■ **EXCERPTED DATA**:

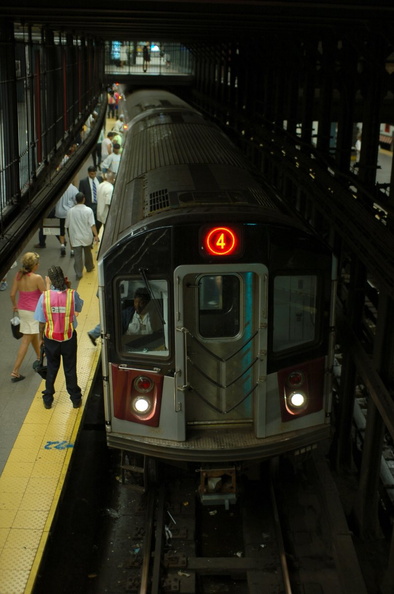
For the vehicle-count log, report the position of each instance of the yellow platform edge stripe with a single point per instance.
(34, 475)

==

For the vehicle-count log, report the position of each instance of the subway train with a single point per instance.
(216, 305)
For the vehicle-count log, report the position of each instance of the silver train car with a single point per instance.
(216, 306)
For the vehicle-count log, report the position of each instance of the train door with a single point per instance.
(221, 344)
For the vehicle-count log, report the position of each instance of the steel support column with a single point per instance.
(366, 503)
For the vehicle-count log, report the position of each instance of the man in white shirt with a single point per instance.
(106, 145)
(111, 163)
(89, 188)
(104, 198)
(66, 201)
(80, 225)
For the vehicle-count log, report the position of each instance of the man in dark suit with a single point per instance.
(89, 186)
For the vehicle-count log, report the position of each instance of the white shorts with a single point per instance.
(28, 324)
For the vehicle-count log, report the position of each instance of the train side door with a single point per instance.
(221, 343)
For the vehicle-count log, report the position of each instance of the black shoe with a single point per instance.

...

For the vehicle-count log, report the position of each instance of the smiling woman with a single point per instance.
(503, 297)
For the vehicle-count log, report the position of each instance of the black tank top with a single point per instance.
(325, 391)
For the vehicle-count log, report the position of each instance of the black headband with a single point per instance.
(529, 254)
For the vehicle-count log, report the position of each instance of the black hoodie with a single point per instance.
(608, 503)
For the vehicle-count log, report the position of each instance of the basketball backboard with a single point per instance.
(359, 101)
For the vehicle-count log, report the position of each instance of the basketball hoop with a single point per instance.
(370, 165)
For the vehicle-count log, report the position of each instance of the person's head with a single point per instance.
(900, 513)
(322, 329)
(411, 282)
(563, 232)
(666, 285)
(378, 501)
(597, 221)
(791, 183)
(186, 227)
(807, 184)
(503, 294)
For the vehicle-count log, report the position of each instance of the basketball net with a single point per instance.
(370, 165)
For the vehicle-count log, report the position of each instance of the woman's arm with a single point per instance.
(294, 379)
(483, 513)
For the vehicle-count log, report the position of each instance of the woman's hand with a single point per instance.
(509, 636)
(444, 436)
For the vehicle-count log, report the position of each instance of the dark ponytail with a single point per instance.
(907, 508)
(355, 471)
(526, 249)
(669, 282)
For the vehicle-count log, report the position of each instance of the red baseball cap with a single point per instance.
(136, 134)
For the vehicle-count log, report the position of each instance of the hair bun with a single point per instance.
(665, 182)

■ **WHAT YOU SHOULD DO**: Gather each line of the records above that contains the word "door" and copy those lines out.

■ **THE REPLY**:
For the vehicle-count log, report the position of each instance of the train door with a single point per instance.
For the vehicle-count log, report the position of each instance of the train side door with a single point per instance.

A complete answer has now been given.